RECORDS FOR THE TASK:
|---|

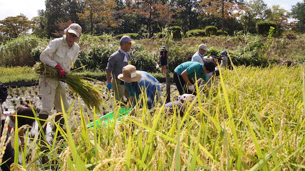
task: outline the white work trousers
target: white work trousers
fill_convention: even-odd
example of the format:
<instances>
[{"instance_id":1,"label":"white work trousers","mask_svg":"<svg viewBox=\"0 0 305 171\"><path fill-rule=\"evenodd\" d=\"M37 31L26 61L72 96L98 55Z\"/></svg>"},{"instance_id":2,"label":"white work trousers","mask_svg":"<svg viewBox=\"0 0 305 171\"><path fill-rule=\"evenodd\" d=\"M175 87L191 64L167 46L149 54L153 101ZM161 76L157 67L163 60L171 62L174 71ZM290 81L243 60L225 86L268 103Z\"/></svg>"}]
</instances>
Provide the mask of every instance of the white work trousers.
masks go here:
<instances>
[{"instance_id":1,"label":"white work trousers","mask_svg":"<svg viewBox=\"0 0 305 171\"><path fill-rule=\"evenodd\" d=\"M39 85L42 108L40 114L51 115L51 110L53 105L57 112L62 112L60 97L63 99L65 111L69 109L65 84L55 79L41 77Z\"/></svg>"}]
</instances>

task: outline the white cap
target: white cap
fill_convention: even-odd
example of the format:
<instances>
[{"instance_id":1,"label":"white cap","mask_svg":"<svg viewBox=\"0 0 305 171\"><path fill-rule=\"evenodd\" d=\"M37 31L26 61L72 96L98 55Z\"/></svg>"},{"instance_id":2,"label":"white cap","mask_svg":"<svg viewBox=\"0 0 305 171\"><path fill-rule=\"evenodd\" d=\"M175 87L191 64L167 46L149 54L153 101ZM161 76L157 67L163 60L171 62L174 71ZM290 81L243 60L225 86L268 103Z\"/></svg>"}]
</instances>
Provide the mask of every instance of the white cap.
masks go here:
<instances>
[{"instance_id":1,"label":"white cap","mask_svg":"<svg viewBox=\"0 0 305 171\"><path fill-rule=\"evenodd\" d=\"M199 45L199 48L205 50L207 51L208 50L208 49L207 49L207 46L206 46L205 44L201 44L200 45Z\"/></svg>"},{"instance_id":2,"label":"white cap","mask_svg":"<svg viewBox=\"0 0 305 171\"><path fill-rule=\"evenodd\" d=\"M67 29L68 32L73 33L76 35L78 38L79 38L80 34L81 34L81 27L78 24L72 23Z\"/></svg>"}]
</instances>

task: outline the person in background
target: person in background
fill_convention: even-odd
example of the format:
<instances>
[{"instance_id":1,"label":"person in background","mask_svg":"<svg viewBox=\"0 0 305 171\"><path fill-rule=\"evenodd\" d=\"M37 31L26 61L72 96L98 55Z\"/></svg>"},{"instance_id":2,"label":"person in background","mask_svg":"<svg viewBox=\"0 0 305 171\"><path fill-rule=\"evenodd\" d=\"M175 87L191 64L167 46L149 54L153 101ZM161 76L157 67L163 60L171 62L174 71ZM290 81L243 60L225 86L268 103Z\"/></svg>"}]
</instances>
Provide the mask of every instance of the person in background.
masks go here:
<instances>
[{"instance_id":1,"label":"person in background","mask_svg":"<svg viewBox=\"0 0 305 171\"><path fill-rule=\"evenodd\" d=\"M194 82L192 79L200 78L207 82L206 74L215 70L216 63L213 60L204 61L204 64L195 61L184 62L178 65L174 72L174 82L176 84L179 94L192 94L195 90Z\"/></svg>"},{"instance_id":2,"label":"person in background","mask_svg":"<svg viewBox=\"0 0 305 171\"><path fill-rule=\"evenodd\" d=\"M112 88L114 99L119 102L124 101L124 95L128 98L129 95L124 82L118 79L117 76L122 73L123 67L131 62L129 51L135 43L129 36L123 36L119 41L120 48L109 56L106 67L107 87L109 90Z\"/></svg>"},{"instance_id":3,"label":"person in background","mask_svg":"<svg viewBox=\"0 0 305 171\"><path fill-rule=\"evenodd\" d=\"M228 53L226 51L223 51L220 53L221 55L221 62L220 63L221 66L228 66L228 57L227 56Z\"/></svg>"},{"instance_id":4,"label":"person in background","mask_svg":"<svg viewBox=\"0 0 305 171\"><path fill-rule=\"evenodd\" d=\"M160 51L160 55L159 55L159 59L158 63L161 61L161 72L162 73L162 76L166 77L166 65L167 65L167 51L165 46L163 46L161 47L161 51Z\"/></svg>"},{"instance_id":5,"label":"person in background","mask_svg":"<svg viewBox=\"0 0 305 171\"><path fill-rule=\"evenodd\" d=\"M7 139L6 142L11 136L11 129L15 128L16 112L14 110L10 111L5 111L2 114L1 117L1 125L3 129L1 129L1 134L4 130L7 130ZM26 117L23 117L25 116ZM29 118L28 118L29 117ZM18 128L22 126L28 125L32 126L35 121L34 114L31 107L27 105L21 105L17 108L17 120L18 122ZM7 129L5 126L5 121L7 120L8 122ZM16 129L15 130L18 130ZM23 147L25 144L24 129L21 129L18 133L19 138L21 143L21 147ZM8 144L5 153L3 155L2 160L5 162L1 165L1 169L4 171L9 171L10 166L14 163L14 158L15 156L15 151L14 148L12 147L11 141Z\"/></svg>"},{"instance_id":6,"label":"person in background","mask_svg":"<svg viewBox=\"0 0 305 171\"><path fill-rule=\"evenodd\" d=\"M205 44L201 44L198 47L198 51L192 57L192 61L198 62L202 64L204 63L203 55L208 50L207 46Z\"/></svg>"},{"instance_id":7,"label":"person in background","mask_svg":"<svg viewBox=\"0 0 305 171\"><path fill-rule=\"evenodd\" d=\"M134 104L135 99L139 99L140 94L146 92L147 107L149 109L153 107L155 95L157 101L162 95L160 83L158 80L145 71L137 71L136 67L131 64L124 66L122 73L117 76L117 78L125 82L129 92L129 101ZM162 100L160 103L163 104Z\"/></svg>"},{"instance_id":8,"label":"person in background","mask_svg":"<svg viewBox=\"0 0 305 171\"><path fill-rule=\"evenodd\" d=\"M64 30L63 37L52 40L41 53L40 60L47 65L54 67L58 71L58 77L65 78L66 73L70 71L76 60L79 52L79 46L76 42L79 40L82 28L78 24L72 23ZM65 83L58 79L40 76L39 85L41 93L42 109L39 117L41 126L51 115L53 105L57 112L62 112L61 99L65 110L68 111L69 105L66 95ZM62 126L65 123L62 115L55 117L55 121L59 121ZM46 127L43 128L45 133Z\"/></svg>"}]
</instances>

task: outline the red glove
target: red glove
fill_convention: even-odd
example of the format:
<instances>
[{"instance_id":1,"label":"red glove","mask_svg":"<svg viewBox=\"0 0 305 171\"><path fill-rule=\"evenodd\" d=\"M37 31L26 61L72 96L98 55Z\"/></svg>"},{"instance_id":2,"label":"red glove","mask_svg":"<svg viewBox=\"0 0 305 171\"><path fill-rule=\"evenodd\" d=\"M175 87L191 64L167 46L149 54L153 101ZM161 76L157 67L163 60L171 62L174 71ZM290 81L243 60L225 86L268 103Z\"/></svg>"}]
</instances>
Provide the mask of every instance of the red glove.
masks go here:
<instances>
[{"instance_id":1,"label":"red glove","mask_svg":"<svg viewBox=\"0 0 305 171\"><path fill-rule=\"evenodd\" d=\"M60 65L57 65L55 66L55 68L58 71L58 77L60 78L66 78L66 73Z\"/></svg>"}]
</instances>

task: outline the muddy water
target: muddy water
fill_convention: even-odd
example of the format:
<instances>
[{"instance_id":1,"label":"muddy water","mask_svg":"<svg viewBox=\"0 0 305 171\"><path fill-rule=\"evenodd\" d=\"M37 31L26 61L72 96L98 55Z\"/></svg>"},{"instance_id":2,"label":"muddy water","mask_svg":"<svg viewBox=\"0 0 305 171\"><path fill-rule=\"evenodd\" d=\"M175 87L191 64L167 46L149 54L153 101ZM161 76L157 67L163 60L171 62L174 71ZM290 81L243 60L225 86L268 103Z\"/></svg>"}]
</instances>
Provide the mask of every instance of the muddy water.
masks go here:
<instances>
[{"instance_id":1,"label":"muddy water","mask_svg":"<svg viewBox=\"0 0 305 171\"><path fill-rule=\"evenodd\" d=\"M111 112L113 107L113 94L111 91L111 94L108 94L106 90L106 82L99 82L95 84L99 84L105 86L105 91L103 92L103 98L104 99L104 103L102 105L102 110L101 113L97 114L98 117L101 117L103 115ZM162 92L165 93L166 90L166 85L165 83L162 83L161 88L162 90ZM81 106L84 113L88 115L89 121L87 121L88 122L90 122L93 121L93 112L92 110L88 109L84 104L82 100L80 98L78 98L75 94L72 93L70 91L67 91L68 95L68 100L70 104L74 104L72 107L73 114L71 114L69 116L70 119L69 125L71 125L72 128L76 128L77 124L75 124L75 122L79 124L80 120L80 116L79 115L80 106ZM179 95L176 87L174 84L171 85L171 99L175 100L175 97ZM26 99L29 99L33 106L35 108L37 113L39 113L39 111L41 109L41 95L40 94L40 90L39 85L32 86L29 87L22 87L19 88L9 88L9 95L6 100L3 104L2 107L5 111L10 111L12 109L15 109L18 106L23 104L23 102ZM164 101L164 100L163 100ZM56 113L55 110L52 110L52 113ZM85 118L87 116L85 116Z\"/></svg>"}]
</instances>

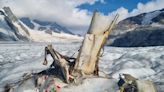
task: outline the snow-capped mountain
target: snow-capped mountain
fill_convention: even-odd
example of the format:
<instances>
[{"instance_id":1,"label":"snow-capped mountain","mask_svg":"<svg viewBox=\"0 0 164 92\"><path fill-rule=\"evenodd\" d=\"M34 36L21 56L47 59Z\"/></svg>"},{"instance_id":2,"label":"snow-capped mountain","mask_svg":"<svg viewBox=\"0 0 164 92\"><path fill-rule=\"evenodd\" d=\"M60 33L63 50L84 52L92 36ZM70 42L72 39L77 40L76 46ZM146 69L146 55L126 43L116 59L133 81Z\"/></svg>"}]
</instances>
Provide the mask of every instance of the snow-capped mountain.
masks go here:
<instances>
[{"instance_id":1,"label":"snow-capped mountain","mask_svg":"<svg viewBox=\"0 0 164 92\"><path fill-rule=\"evenodd\" d=\"M164 9L139 14L120 21L111 33L112 46L164 45Z\"/></svg>"},{"instance_id":2,"label":"snow-capped mountain","mask_svg":"<svg viewBox=\"0 0 164 92\"><path fill-rule=\"evenodd\" d=\"M65 27L55 22L30 20L29 18L18 19L5 7L0 10L0 41L81 41L82 37L74 35Z\"/></svg>"},{"instance_id":3,"label":"snow-capped mountain","mask_svg":"<svg viewBox=\"0 0 164 92\"><path fill-rule=\"evenodd\" d=\"M49 21L40 21L37 19L30 19L28 17L20 18L20 20L26 24L29 28L39 31L45 31L47 33L51 33L51 31L56 33L68 33L73 34L67 28L57 24L56 22Z\"/></svg>"},{"instance_id":4,"label":"snow-capped mountain","mask_svg":"<svg viewBox=\"0 0 164 92\"><path fill-rule=\"evenodd\" d=\"M9 7L0 10L0 35L1 41L30 41L28 29Z\"/></svg>"}]
</instances>

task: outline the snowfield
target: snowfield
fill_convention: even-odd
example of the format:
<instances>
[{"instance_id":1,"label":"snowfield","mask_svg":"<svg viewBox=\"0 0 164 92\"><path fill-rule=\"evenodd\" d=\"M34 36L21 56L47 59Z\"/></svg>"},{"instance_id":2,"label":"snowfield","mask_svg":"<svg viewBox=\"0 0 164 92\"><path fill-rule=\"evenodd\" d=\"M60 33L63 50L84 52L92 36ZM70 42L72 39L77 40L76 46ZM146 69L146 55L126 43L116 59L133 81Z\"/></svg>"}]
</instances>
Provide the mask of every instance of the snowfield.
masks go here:
<instances>
[{"instance_id":1,"label":"snowfield","mask_svg":"<svg viewBox=\"0 0 164 92\"><path fill-rule=\"evenodd\" d=\"M16 83L25 73L36 73L48 68L42 65L44 47L49 43L0 44L0 92L6 84ZM81 43L53 43L54 49L72 56ZM52 59L49 58L52 62ZM49 63L50 65L50 63ZM87 79L81 86L63 88L62 92L115 92L119 73L128 73L139 79L151 80L158 92L164 92L164 47L118 48L105 47L99 62L100 75L114 79ZM27 90L26 90L27 91ZM25 92L25 91L24 91ZM28 91L32 92L32 91Z\"/></svg>"}]
</instances>

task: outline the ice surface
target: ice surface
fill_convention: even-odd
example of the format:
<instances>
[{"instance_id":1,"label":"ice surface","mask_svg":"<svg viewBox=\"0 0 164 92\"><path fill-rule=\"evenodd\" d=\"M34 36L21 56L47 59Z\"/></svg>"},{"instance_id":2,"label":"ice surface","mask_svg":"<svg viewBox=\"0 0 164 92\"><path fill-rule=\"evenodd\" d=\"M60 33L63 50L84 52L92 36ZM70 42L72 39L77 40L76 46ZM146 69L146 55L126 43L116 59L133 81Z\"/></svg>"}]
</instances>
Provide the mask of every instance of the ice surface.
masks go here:
<instances>
[{"instance_id":1,"label":"ice surface","mask_svg":"<svg viewBox=\"0 0 164 92\"><path fill-rule=\"evenodd\" d=\"M7 83L20 80L25 73L39 72L48 68L42 65L44 47L48 43L1 43L0 45L0 91ZM54 49L72 56L81 43L54 43ZM164 91L164 47L118 48L105 47L100 57L100 75L107 74L113 80L89 79L81 86L72 86L64 92L108 92L115 90L119 73L128 73L139 79L155 82L158 92ZM52 62L52 59L49 58ZM51 64L50 62L48 63ZM103 86L103 87L102 87ZM111 88L111 89L109 89ZM78 90L79 89L79 90ZM107 91L102 91L106 89ZM32 90L32 89L31 89ZM62 91L61 90L61 91ZM81 91L80 91L81 90ZM27 91L27 90L26 90ZM63 92L62 91L62 92ZM114 92L114 91L109 91Z\"/></svg>"}]
</instances>

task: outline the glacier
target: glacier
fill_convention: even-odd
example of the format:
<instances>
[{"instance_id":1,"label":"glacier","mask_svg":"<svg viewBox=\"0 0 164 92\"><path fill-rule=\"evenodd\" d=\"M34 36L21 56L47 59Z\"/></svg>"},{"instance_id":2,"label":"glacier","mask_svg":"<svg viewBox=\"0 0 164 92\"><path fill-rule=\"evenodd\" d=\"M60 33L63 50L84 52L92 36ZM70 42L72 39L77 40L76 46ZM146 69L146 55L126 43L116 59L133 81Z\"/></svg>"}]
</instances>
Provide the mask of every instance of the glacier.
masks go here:
<instances>
[{"instance_id":1,"label":"glacier","mask_svg":"<svg viewBox=\"0 0 164 92\"><path fill-rule=\"evenodd\" d=\"M25 73L36 73L45 70L52 62L49 57L49 65L42 65L44 60L44 47L48 43L6 43L0 45L0 91L9 83L15 83L22 78ZM80 42L56 42L54 49L63 55L72 56L80 48ZM102 57L100 57L100 76L108 75L113 80L109 82L105 79L85 80L80 87L69 87L61 89L61 92L102 92L104 89L113 87L116 90L118 74L128 73L138 79L151 80L155 83L158 92L164 91L164 47L110 47L105 46ZM76 57L76 54L74 55ZM97 84L100 83L100 84ZM107 85L108 83L108 85ZM92 84L92 85L90 85ZM105 86L106 85L106 86ZM98 86L98 87L97 87ZM87 87L93 88L89 89ZM27 87L28 88L28 87ZM32 90L32 89L31 89ZM66 91L67 90L67 91ZM96 91L97 90L97 91ZM31 92L31 91L30 91ZM32 91L33 92L33 91ZM107 91L108 92L108 91Z\"/></svg>"}]
</instances>

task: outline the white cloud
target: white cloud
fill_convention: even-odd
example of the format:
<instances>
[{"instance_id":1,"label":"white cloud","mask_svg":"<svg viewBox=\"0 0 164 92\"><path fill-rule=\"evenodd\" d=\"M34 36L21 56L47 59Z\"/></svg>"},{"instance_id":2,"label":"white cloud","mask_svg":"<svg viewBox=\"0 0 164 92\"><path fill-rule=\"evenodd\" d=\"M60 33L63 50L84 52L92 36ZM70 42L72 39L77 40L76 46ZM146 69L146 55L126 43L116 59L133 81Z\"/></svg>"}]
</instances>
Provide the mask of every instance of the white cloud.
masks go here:
<instances>
[{"instance_id":1,"label":"white cloud","mask_svg":"<svg viewBox=\"0 0 164 92\"><path fill-rule=\"evenodd\" d=\"M76 7L85 3L92 5L97 1L106 3L105 0L0 0L0 8L10 6L19 17L27 16L41 20L56 21L74 30L75 33L85 33L90 24L92 13ZM108 15L102 13L101 15L111 20L118 13L120 14L119 20L122 20L129 16L161 8L164 8L164 0L152 0L146 4L138 3L137 8L132 12L120 7Z\"/></svg>"},{"instance_id":2,"label":"white cloud","mask_svg":"<svg viewBox=\"0 0 164 92\"><path fill-rule=\"evenodd\" d=\"M0 0L0 8L10 6L18 17L56 21L72 30L87 30L91 14L77 6L98 0Z\"/></svg>"}]
</instances>

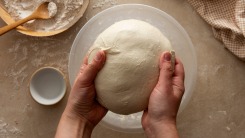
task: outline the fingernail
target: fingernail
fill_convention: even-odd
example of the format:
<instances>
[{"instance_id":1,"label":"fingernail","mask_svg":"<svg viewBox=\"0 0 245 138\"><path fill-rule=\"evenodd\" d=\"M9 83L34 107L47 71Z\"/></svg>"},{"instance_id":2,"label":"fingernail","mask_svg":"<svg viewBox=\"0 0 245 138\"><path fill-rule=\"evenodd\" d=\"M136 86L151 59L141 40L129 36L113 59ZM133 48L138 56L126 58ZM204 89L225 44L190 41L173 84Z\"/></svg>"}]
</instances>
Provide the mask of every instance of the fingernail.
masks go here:
<instances>
[{"instance_id":1,"label":"fingernail","mask_svg":"<svg viewBox=\"0 0 245 138\"><path fill-rule=\"evenodd\" d=\"M165 61L171 61L171 54L169 52L166 52L163 56Z\"/></svg>"},{"instance_id":2,"label":"fingernail","mask_svg":"<svg viewBox=\"0 0 245 138\"><path fill-rule=\"evenodd\" d=\"M96 54L96 56L95 56L94 59L95 59L96 61L100 61L100 60L102 59L102 55L101 55L100 51L97 52L97 54Z\"/></svg>"}]
</instances>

|---|

TASK BRIEF: Count the lines in the listing above that contain the string "cloud" and give only that number.

FINISHED EXERCISE: 5